§ **STATED EXERCISE**:
Answer these questions from the farm newsletter:
1. Under bill AB1066, after how many hours in a day would overtime be paid?
2. By how much would the added expenses increase the farm's current labor budget each year?
3. How many soft notes make up the morning doves' call, and how many times are they repeated?

Theme: Paul Muller

News From the Farm | September 5, 2016

It is hard for organic growers to practice sustainable agriculture without advocating better pay for farm workers. The overtime bill (AB1066) currently on the Governor’s desk would mean a pay increase for our workers.  Instead of the current practice of paying overtime after 10 hours, we would pay overtime after 8 hours in the day or 40 hours in the week.

During the busy season, we work 6 days a week and 10-hours a day because things ripen 7 days a week and all day long.  Adding the increased overtime pay to the increase in minimum wage to $15/hour starting in 2017, plus health insurance and its rising bite on our budget, plus labor scarcity – and we see that our model of labor-intensive organic farming is perhaps not sustainable. The added expense of these changes will increase our current labor budget by over 35% annually. Different farmers may react differently. Some will cut hours for their crews, and some will create different 6-hour shifts to fill the days work – which could actually harm fieldworkers, who rely on the long hours of summer when the bulk of their annual income is earned. [Read more…]

News From the Farm | July 25, 2016

We will start this Beet article with the cooing of the morning doves that at dawn begin their amorous calls to one another in a repetition of cadence and tone – 3 soft notes repeated 3 or 5 times, and then answered by another and another. A day break song welcoming the promise of another morning – softly, thankfully.

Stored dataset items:
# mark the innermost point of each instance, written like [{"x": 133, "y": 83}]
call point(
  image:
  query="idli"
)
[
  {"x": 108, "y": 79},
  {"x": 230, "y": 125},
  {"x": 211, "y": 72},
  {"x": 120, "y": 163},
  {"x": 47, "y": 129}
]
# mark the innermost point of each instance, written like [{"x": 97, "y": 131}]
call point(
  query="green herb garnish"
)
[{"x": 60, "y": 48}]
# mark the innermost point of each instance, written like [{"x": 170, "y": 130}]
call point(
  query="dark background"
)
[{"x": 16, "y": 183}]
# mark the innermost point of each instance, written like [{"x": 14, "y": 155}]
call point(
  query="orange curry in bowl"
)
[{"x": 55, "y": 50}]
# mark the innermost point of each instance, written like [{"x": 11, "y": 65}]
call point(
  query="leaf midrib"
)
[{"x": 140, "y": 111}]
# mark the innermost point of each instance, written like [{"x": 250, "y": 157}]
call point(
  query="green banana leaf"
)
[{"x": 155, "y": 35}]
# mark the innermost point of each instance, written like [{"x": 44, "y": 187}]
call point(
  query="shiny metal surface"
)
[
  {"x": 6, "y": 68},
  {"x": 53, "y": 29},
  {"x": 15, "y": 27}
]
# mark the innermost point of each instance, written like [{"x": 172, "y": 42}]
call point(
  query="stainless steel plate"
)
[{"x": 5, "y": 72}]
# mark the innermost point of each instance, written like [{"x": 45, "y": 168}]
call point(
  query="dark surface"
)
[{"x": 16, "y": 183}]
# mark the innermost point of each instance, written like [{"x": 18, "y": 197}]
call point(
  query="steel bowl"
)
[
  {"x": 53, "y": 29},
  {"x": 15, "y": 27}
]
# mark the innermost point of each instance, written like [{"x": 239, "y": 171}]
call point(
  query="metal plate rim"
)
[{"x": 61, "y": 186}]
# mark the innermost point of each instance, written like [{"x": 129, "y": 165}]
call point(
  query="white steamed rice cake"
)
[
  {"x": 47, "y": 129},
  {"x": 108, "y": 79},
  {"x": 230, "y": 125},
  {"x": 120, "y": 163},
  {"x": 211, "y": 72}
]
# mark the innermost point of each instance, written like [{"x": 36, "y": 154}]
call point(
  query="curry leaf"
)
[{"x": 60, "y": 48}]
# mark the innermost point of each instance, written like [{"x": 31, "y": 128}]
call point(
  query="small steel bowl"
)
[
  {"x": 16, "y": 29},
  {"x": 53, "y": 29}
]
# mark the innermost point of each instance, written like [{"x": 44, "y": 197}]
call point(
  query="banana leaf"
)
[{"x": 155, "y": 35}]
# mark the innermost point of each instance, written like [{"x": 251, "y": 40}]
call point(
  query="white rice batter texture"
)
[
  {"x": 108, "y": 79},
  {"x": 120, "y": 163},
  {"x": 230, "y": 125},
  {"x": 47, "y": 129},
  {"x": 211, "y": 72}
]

§ **EXERCISE SOLUTION**:
1. After 8 hours.
2. By over 35% annually.
3. Three soft notes, repeated 3 or 5 times.